Work item: Write out the passage of the Slither review below, starting with "The fun starts" and going on through "the movie unfolds.)".

Page excerpt:
------------
Slither

Starring Michael Rooker, Elizabeth Banks, and Gregg Henry. Rated 18A.

Before breaking through in the horror realm as the screenwriter of 2004's excellent Dawn of the Dead remake, James Gunn spent years toiling for Troma Entertainment, the New York company famous for campy, no-budget shockers like The Toxic Avenger and Class of Nuke 'Em High. The gonzo, gore-oriented Troma spirit is clearly evident in Gunn's directorial debut, Slither, an over-the-top splatter-comedy about sluglike thingies from outer space that infest a backwoods community of brain-dead hicks and turn them into bile-spewing zombies. It's the kind of nutzoid movie for anyone who's looked twice at warped Troma titles like Surf Nazis Must Die and Chopper Chicks in Zombie Town.

The fun starts when a meteorite lands in the forest, unseen by the dimwitted cops nearby, who are more concerned with using their radar guns to track the speed of whippoorwills. As well as the local constabulary, the town's hotheaded mayor, Jack MacReady (Body Double's Gregg Henry), is a piece of work; we're introduced to him when he bellows on the street, in front of a mother and child, "Get the fuck out of the way, you cocksucker!" (Unfortunately, MacReady's outbursts get less and less comical as the movie unfolds.)
------------
Point localization records:

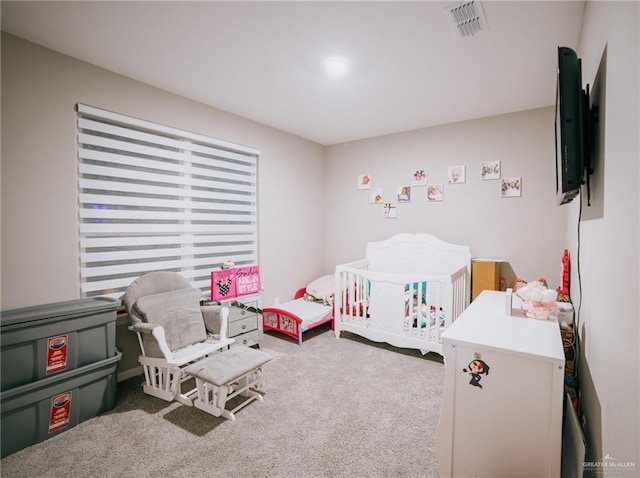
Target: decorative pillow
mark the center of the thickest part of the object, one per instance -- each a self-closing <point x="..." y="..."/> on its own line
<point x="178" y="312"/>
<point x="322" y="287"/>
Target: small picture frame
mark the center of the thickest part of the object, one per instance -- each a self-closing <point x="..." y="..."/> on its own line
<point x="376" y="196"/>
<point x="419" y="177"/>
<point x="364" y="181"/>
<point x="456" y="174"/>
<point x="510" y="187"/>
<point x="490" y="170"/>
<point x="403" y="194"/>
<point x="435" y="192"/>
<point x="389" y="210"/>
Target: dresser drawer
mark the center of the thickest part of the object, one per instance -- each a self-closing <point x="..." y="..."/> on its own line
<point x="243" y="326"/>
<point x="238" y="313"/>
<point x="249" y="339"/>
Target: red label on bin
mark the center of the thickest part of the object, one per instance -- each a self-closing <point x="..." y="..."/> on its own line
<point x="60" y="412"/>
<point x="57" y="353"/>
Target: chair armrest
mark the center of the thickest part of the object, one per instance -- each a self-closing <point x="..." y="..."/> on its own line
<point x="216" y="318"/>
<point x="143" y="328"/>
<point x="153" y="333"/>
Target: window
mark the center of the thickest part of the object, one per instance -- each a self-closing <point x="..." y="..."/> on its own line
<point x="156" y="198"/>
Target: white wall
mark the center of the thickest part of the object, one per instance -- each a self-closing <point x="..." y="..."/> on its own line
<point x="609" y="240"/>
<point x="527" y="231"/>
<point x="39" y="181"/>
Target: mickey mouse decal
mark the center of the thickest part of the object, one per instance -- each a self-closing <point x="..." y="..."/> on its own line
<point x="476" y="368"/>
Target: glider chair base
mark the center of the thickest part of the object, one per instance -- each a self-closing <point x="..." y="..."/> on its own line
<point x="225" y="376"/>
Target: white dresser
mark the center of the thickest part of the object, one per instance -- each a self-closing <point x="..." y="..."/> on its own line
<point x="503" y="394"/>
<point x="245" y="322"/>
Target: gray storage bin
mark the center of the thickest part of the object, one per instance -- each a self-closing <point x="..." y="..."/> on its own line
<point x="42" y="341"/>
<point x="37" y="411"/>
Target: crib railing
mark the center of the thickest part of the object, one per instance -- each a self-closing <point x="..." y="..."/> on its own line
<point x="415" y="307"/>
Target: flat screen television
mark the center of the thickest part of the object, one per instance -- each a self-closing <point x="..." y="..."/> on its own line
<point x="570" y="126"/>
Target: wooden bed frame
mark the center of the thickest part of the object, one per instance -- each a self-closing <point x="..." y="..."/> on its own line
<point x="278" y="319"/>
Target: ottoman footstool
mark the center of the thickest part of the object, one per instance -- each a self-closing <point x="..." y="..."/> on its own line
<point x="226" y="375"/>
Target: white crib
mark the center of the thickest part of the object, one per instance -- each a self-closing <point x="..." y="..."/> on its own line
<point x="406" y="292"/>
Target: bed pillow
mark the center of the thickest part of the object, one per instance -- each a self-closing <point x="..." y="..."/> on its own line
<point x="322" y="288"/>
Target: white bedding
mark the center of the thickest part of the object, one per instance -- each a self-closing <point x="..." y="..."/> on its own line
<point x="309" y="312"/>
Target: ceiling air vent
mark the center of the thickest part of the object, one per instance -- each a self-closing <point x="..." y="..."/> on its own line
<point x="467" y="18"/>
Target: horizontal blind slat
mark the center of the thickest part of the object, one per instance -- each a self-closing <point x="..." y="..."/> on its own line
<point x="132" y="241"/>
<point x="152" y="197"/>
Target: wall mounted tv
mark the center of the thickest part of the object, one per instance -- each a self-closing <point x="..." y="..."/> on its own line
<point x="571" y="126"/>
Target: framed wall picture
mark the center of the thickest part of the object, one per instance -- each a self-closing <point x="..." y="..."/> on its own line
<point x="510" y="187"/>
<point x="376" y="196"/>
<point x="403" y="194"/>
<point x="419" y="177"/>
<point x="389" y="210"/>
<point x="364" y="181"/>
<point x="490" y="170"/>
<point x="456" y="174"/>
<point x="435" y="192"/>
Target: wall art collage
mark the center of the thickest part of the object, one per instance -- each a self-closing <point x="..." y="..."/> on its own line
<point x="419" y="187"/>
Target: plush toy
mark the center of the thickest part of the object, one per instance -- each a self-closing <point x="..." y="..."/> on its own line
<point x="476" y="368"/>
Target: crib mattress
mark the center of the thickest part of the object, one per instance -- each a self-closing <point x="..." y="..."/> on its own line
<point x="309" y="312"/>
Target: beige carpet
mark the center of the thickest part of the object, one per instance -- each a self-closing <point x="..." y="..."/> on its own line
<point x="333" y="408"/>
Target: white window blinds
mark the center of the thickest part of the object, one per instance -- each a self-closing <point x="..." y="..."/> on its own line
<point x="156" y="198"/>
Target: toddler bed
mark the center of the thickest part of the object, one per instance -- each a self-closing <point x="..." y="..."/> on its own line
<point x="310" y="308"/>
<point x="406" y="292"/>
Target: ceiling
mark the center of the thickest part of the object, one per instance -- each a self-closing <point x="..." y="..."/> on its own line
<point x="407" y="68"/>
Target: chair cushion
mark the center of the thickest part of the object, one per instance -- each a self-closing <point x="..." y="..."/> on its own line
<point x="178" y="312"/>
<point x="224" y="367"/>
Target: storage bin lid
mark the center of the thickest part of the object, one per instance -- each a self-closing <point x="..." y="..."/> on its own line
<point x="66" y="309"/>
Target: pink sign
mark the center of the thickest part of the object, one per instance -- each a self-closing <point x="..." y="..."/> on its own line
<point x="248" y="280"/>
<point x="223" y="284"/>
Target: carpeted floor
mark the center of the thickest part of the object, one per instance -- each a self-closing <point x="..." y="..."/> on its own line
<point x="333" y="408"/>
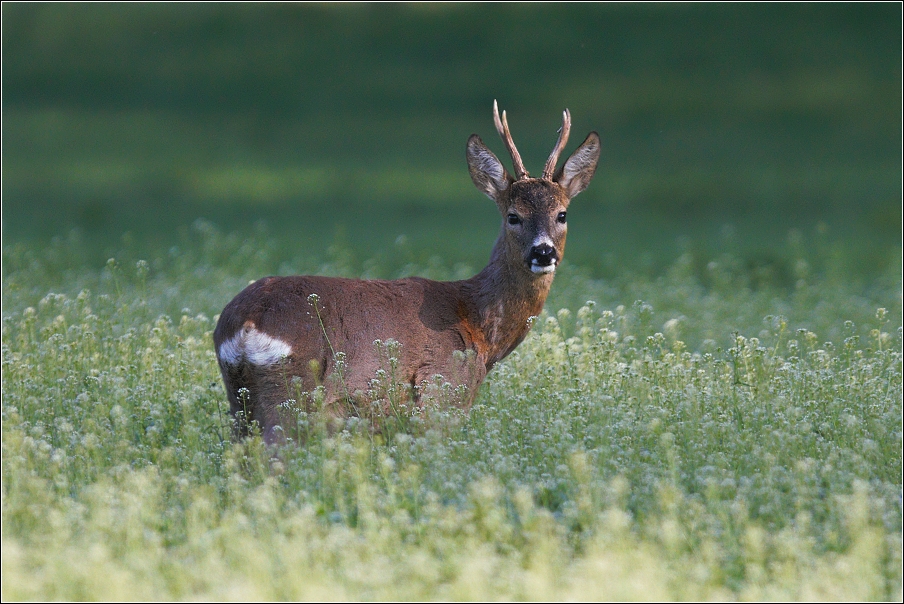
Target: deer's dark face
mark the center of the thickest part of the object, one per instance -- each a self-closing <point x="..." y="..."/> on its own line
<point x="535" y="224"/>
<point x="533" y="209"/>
------------
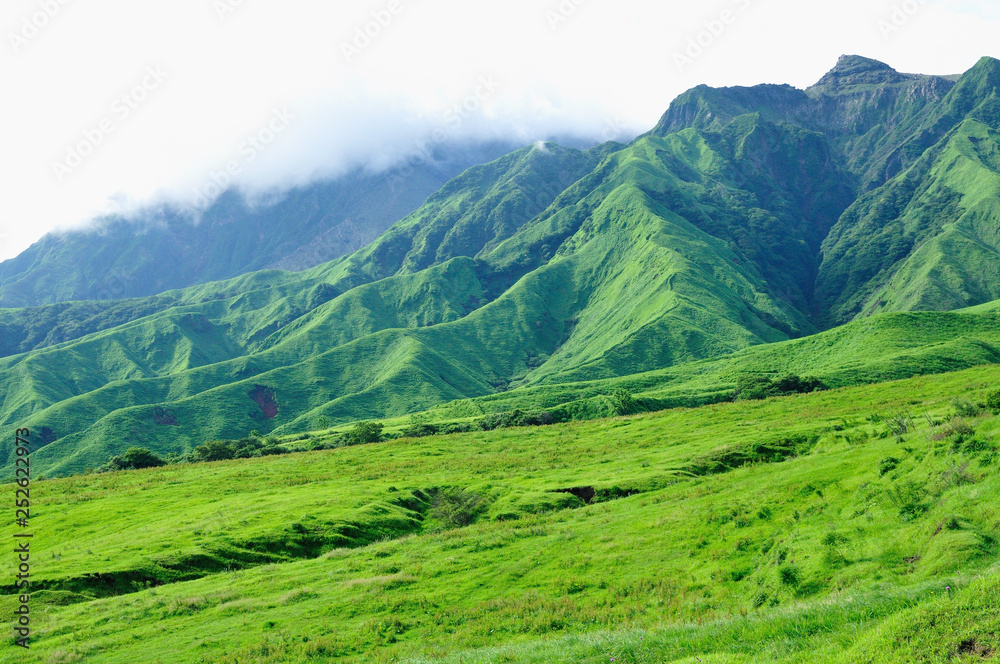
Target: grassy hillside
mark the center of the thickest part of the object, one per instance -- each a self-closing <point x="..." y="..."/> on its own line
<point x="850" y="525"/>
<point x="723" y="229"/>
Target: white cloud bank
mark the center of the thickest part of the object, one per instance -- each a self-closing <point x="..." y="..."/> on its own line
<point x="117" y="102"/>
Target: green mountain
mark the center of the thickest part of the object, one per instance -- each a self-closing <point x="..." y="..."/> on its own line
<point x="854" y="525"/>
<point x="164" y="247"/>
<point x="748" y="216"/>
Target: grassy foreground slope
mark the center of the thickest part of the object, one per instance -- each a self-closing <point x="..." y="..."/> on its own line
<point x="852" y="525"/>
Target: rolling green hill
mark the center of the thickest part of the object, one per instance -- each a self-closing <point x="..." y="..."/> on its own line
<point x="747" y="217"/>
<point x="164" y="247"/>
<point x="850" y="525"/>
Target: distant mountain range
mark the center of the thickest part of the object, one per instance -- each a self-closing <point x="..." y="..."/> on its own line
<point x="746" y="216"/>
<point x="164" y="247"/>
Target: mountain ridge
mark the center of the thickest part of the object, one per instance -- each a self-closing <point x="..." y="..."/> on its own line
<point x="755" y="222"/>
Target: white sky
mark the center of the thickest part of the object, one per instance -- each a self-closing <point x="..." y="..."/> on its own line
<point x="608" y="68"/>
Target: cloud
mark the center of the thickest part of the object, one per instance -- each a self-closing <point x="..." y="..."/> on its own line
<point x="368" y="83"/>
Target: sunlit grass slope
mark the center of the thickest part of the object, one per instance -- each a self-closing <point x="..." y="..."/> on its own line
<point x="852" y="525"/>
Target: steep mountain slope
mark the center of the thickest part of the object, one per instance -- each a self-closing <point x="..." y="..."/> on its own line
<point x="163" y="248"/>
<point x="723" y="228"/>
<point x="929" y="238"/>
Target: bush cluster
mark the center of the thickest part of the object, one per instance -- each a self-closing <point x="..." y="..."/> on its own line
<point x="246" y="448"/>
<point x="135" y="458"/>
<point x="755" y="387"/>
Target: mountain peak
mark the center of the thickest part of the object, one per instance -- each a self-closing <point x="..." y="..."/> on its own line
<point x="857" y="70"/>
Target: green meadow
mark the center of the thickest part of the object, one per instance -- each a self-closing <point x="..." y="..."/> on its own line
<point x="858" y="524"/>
------------
Response to this exercise:
The fun starts when a meteorite lands in the forest, unseen by the dimwitted cops nearby, who are more concerned with using their radar guns to track the speed of whippoorwills. As well as the local constabulary, the town's hotheaded mayor, Jack MacReady (Body Double's Gregg Henry), is a piece of work; we're introduced to him when he bellows on the street, in front of a mother and child, "Get the fuck out of the way, you cocksucker!" (Unfortunately, MacReady's outbursts get less and less comical as the movie unfolds.)